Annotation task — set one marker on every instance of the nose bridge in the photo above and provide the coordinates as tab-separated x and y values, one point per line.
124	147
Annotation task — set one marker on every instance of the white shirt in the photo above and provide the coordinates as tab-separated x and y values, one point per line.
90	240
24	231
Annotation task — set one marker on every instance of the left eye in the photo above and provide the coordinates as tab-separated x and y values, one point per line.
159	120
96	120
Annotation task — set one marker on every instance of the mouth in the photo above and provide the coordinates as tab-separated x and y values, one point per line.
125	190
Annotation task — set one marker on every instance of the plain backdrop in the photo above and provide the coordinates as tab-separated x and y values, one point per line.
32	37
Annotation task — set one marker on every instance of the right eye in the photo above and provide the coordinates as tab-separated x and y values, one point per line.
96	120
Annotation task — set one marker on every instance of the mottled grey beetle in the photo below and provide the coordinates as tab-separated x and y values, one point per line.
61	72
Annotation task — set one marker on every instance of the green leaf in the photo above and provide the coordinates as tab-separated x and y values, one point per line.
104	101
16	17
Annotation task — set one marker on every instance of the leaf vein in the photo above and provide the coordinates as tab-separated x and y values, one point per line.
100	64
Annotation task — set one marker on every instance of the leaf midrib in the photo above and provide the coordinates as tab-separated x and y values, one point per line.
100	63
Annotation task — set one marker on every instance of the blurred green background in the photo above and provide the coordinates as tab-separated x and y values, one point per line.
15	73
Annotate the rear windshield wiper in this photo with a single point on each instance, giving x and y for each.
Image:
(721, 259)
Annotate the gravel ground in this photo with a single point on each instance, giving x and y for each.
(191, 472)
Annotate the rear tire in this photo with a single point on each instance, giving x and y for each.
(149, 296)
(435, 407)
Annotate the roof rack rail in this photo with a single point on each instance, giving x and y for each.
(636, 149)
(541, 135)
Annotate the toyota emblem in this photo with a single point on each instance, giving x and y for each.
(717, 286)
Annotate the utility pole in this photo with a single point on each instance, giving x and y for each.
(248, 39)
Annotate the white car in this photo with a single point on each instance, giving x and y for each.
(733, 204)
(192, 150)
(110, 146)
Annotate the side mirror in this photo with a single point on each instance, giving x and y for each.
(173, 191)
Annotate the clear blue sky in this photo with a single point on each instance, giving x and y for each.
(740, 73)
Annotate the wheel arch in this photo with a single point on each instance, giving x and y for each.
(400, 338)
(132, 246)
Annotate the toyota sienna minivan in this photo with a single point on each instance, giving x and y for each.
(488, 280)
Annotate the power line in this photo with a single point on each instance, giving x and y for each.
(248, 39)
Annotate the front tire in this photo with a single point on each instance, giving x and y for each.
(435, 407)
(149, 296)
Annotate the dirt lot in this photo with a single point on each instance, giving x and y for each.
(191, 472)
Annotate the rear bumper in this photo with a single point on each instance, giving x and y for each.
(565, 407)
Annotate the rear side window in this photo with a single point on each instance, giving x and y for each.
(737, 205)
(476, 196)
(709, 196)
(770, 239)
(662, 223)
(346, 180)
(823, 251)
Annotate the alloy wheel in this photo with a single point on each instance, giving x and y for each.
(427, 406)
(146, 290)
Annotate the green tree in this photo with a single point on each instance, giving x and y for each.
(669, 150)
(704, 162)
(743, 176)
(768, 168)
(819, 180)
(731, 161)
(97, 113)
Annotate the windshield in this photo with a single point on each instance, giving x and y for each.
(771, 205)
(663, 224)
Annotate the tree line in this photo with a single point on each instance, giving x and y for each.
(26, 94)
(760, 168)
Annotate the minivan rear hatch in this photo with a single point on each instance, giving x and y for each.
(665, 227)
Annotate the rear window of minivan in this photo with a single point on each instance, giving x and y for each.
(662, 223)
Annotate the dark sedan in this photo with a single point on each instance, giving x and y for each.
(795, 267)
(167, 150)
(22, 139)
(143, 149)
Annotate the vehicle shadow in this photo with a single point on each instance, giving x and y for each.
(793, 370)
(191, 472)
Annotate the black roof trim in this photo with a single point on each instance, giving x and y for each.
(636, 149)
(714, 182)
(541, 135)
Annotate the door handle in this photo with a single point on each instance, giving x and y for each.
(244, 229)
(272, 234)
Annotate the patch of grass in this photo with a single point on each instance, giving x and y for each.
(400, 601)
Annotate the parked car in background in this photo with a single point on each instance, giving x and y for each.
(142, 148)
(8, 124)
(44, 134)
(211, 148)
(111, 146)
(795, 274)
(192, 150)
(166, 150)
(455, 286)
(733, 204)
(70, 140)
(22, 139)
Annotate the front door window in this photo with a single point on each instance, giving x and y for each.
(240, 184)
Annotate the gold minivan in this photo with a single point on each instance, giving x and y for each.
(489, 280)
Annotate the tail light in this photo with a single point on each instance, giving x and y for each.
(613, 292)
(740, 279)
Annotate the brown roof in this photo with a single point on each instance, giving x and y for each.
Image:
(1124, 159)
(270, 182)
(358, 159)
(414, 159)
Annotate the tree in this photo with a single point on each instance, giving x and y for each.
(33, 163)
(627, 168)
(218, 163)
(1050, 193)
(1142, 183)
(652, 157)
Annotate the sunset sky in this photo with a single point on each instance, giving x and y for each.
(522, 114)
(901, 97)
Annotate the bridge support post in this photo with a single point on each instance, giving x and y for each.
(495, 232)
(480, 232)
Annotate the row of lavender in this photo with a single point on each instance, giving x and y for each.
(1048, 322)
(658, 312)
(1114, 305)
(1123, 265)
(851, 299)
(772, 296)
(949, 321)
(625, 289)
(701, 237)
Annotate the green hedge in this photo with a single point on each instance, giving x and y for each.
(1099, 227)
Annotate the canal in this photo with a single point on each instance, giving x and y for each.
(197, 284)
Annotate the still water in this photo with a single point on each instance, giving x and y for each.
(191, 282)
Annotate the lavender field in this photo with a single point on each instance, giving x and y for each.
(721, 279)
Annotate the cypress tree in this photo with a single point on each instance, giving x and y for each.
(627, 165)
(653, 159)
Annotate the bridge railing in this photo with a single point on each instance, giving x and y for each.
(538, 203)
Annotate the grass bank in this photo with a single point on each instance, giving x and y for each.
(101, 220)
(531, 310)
= = = =
* [PROBLEM TO WORK ON] Nothing may be left out or altered: reproduce the complete listing.

* [RESULT OF THE EXERCISE]
Annotation task — set one marker on every instance of the nose bridge in the photo above and provide the coordinates as tab-separated x and y values, one point per line.
124	147
Annotation task — set one marker on every instance of the white shirt in the photo above and provide the coordinates as tab-separated x and y values, one point per line.
90	240
24	231
Annotation task — set one marker on every instance of the left eye in the photo above and provide the coordinates as tab-separated x and y values, one point per line.
159	120
96	120
Annotation task — set one marker on every instance of the mouth in the photo above and provide the coordinates as tab-separated x and y values, one point per line.
125	190
Annotation task — set one marker on every instance of the plain backdrop in the photo above and provide the coordinates as tab-separated x and y values, one point per line.
32	37
Annotation task — set one marker on every instance of the right eye in the photo above and provide the coordinates as tab-separated x and y values, one point per line.
96	120
Annotation task — set one marker on every instance of the mottled grey beetle in the photo below and provide the coordinates as tab-separated x and y values, one point per line.
61	72
Annotation task — set one marker on every instance of the green leaf in the photo above and provide the coordinates as tab-separated x and y values, one point per line.
104	101
16	17
Annotation task — set one marker on every instance of the leaf vein in the photo above and provide the coordinates as tab-separated x and y values, one point per line.
100	64
Annotation task — set one marker on every instance of the leaf midrib in the photo above and provide the coordinates as tab-separated x and y values, one point per line.
100	63
Annotation task — set one marker on every instance of the blurred green background in the photo above and provide the coordinates as tab-separated x and y values, one point per line.
15	73
Annotate the rear windshield wiper in this photo with a single point on each instance, giving x and y for each.
Image:
(721, 259)
Annotate the gravel ground in this photo with a single point on each instance, giving x and y for each.
(191, 472)
Annotate the rear tire in this photo with a single point on each instance, giving x and y for each.
(149, 296)
(435, 407)
Annotate the roof rack rail in this photo with a single point on each instance, giving x and y for each.
(636, 149)
(541, 135)
Annotate the toyota emblem in this photo with a single point on each instance, giving x and y for each.
(717, 286)
Annotate the utility pole in this photo with a single point on each instance, giving x and y for each.
(248, 39)
Annotate the white car in this photo with a single point on each instance, giving x and y for each.
(733, 204)
(192, 150)
(110, 146)
Annotate the side mirror in this photo with a single point on each instance, giving x and y for each.
(173, 191)
Annotate the clear blue sky in this photo with a single point on each instance, giving x and y for each.
(740, 73)
Annotate the wheel arch in this photo with a single point on each instance, giving x and y for each.
(400, 338)
(132, 246)
Annotate the toyota sienna minivan in this photo with a single point on each instance, giving x and y for each.
(488, 280)
Annotate the power line in this photo with a single point on each instance, giving x and y for each.
(248, 39)
Annotate the front tire in this photo with a single point on each instance, giving x and y for each.
(435, 407)
(149, 296)
Annotate the dirt lot in this photo with a single point on each instance, giving x and y for each.
(191, 472)
Annotate the rear bumper in this photo with a single point on each instance, giving x and y for each.
(565, 407)
Annotate the rear side window in this photo with a single point on each instance, giving x and y for each.
(737, 205)
(476, 196)
(709, 196)
(770, 239)
(662, 223)
(346, 180)
(823, 251)
Annotate the alloy wheel in this photo with a single point on each instance, giving x and y for each.
(427, 406)
(146, 290)
Annotate the green tree in this photo with a single point on each instance, giving x and y for each.
(669, 150)
(704, 162)
(743, 176)
(768, 168)
(819, 180)
(731, 161)
(97, 113)
Annotate the windshield in this photo with a single point on each instance, giving x and y for each.
(771, 205)
(663, 224)
Annotate the tree line in this photo with a single point on each instance, giving x and y for each.
(26, 94)
(760, 168)
Annotate the minivan rear hatch in this photo with a single point on each instance, giving x and y for each.
(665, 227)
Annotate the rear window of minivan in this photo with a single point on each instance, giving x and y for each.
(662, 223)
Annotate the dark sedan in this photo with a single point on each instance, giving x and y for each.
(795, 267)
(167, 150)
(22, 139)
(143, 149)
Annotate the vehicle shadow in this photo with a single point on each instance, giving x and y for each.
(793, 370)
(191, 472)
Annotate the black roof trim in this photo with a single point on each instance, giving x and y for each.
(636, 149)
(714, 182)
(541, 135)
Annotate the door handle in this photo with a single point on each instance, giving x and y for each.
(244, 229)
(272, 234)
Annotate the patch of grass in this photo with a single point on each instance, giving x and y for each.
(400, 601)
Annotate the parked car in background in this photo with a single point on each instance, giving x and y for each.
(142, 148)
(8, 124)
(44, 134)
(211, 148)
(111, 146)
(795, 274)
(192, 150)
(166, 150)
(455, 286)
(733, 204)
(70, 140)
(22, 139)
Annotate the front door window in this photo with a single point on each instance, giving x and y for each.
(240, 184)
Annotate the gold minivan in this photo with a single point on each instance, giving x and y for each.
(489, 280)
Annotate the tail light in this photo with a single point on each instance, giving x and y for each.
(613, 292)
(740, 279)
Annotate the brown roof in this photo with a single point on each instance, giving x and y for each.
Image:
(1124, 159)
(270, 182)
(358, 159)
(414, 159)
Annotate the tree in this photo with a single point on each instance, giving x and y for each.
(33, 163)
(627, 168)
(218, 163)
(1050, 193)
(1142, 183)
(652, 157)
Annotate the sunset sky in this photo with a single point on each instance, giving x and y for each.
(522, 114)
(901, 97)
Annotate the bridge support post in this photo with a single point on each instance, giving x and y for each.
(495, 232)
(480, 232)
Annotate the row of lavender in this photo with a single point on each instance, giving x and y for each.
(1048, 322)
(658, 312)
(1114, 305)
(1123, 265)
(851, 299)
(772, 296)
(949, 321)
(625, 289)
(701, 237)
Annotate the green hedge in this photo with a single point on each instance, giving x and y for each.
(1099, 227)
Annotate the canal in this photo with a single point on each instance, giving x and y for each.
(197, 284)
Annotate the still water in this photo with a single point on each instance, giving x and y for each.
(191, 282)
Annotate the lavender field in this photo with a single point on each instance, giving x and y for each.
(721, 279)
Annotate the cypress tree in this photo with a single point on each instance, giving x and y for each.
(627, 165)
(653, 159)
Annotate the bridge railing in this photo with a single point on each instance, giving x and y for each.
(538, 203)
Annotate the grass bank in this photo with a single point on each instance, giving x and y for each.
(101, 220)
(531, 310)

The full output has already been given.